**EXERCISES**
(a) In the review of Woman in Mind, which actor played Susan?
(b) Please continue the review of Woman in Mind from the point where it stops.

**TEXT PASSAGE**
** START **

BBC Radio 4, 11 January 2014
 
Since its premiere in 1985, Woman in Mind has been described as one of Ayckbourn's darkest plays, as he depicts the decline into madness of Susan, a homemaker neglected by her spouse, patronized by her sister-in-law and rejected by her son.
 
What emerged most tangibly from Emma Harding's production was just how relentlessly the dramatist piles on the central character's agony.  Susan (Lesley Sharp) came across as an overbearing mother, a cruel sister-in-law and a wife tired of playing second fiddle to her husband Gerald (Malcolm Sinclair).  Gerald himself came across as emotionally and linguistically buttoned-up, whose only way of dealing with marital crises was to retire to his study and work, Casaubon-like, on his monumental history of the local parish.  In Carolyn Pickles' performance, Gerald's sister Muriel veered towards caricature in her obsession with her dead husband and inability to cook even the simplest of dishes.  Susan's son Rick (Harry Jardine) was a prig, while the apparently sympathetic doctor Bill (Ben Miles) possessed no real emotional equipment to be able to deal with Susan's emotional difficulties.  In this kind of uncaring environment, it was hardly surprising that she should construct a parallel universe for herself.

** END **

**GIVEN DATA**
** START **

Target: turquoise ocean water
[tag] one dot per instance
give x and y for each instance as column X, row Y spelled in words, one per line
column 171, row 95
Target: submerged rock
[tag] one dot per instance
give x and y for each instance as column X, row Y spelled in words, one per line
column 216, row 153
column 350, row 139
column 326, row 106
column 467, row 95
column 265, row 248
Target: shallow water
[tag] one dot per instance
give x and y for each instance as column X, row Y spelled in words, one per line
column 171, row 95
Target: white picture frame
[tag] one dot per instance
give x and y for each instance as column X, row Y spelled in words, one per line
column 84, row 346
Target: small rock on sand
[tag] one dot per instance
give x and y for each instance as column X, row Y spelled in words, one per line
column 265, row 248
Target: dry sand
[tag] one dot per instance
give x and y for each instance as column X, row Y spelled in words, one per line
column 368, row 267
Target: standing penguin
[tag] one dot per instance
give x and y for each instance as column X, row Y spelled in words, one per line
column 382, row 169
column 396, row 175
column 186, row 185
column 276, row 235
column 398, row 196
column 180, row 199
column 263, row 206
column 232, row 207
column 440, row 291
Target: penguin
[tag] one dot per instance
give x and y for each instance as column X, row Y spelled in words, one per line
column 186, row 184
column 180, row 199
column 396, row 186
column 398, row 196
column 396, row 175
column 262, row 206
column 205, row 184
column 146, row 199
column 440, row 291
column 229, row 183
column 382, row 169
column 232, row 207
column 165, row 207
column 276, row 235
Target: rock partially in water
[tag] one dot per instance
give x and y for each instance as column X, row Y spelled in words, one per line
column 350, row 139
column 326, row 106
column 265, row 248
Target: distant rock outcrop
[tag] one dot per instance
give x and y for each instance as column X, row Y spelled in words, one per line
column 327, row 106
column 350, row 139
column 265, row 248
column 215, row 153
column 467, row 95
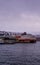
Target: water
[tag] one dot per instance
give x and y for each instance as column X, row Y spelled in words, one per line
column 20, row 54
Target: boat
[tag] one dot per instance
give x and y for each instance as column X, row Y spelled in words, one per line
column 26, row 39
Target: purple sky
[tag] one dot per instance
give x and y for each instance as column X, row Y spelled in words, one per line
column 20, row 15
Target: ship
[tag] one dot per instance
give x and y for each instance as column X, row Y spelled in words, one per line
column 26, row 39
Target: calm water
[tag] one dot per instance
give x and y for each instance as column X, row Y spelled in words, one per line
column 20, row 54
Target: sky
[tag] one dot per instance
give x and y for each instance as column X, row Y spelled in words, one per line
column 20, row 16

** END **

**RESULTS OF THE TASKS**
(a) Lesley Sharp

(b)
On the other hand, Harding handled the fantasy-sequences with considerable deftness.  Susan's imaginary family - Tony (John Norton), Andy (Owen Teale), and Lucy (Emily Beecham) - sounded upbeat throughout, punctuating their conversation with endless flattering statements designed to bolster Susan's ego.  In the background, the sound of birds chirruping could be heard, creating an edenic world in which nothing, it seemed, could go wrong.
 
However things certainly did go wrong, as Susan ended up confusing her imaginary and her actual worlds.  Once again Harding used sonic effects to emphasize this confusion: musical snatches began and ended abruptly, background sounds altered at will (instead of chirruping birds we heard a brass band playing), while overlapping voices emphasized the aural tumult taking place within Susan's mind. 
 
In the end she lost the power of rational speech; her voice became childlike; and the production ended with a snatch from Vaughan Williams' "The Lark Ascending." The choice of music not only recalled the use of birdsong earlier on, but suggested Susan's imprisonment; she could never be as free as a bird.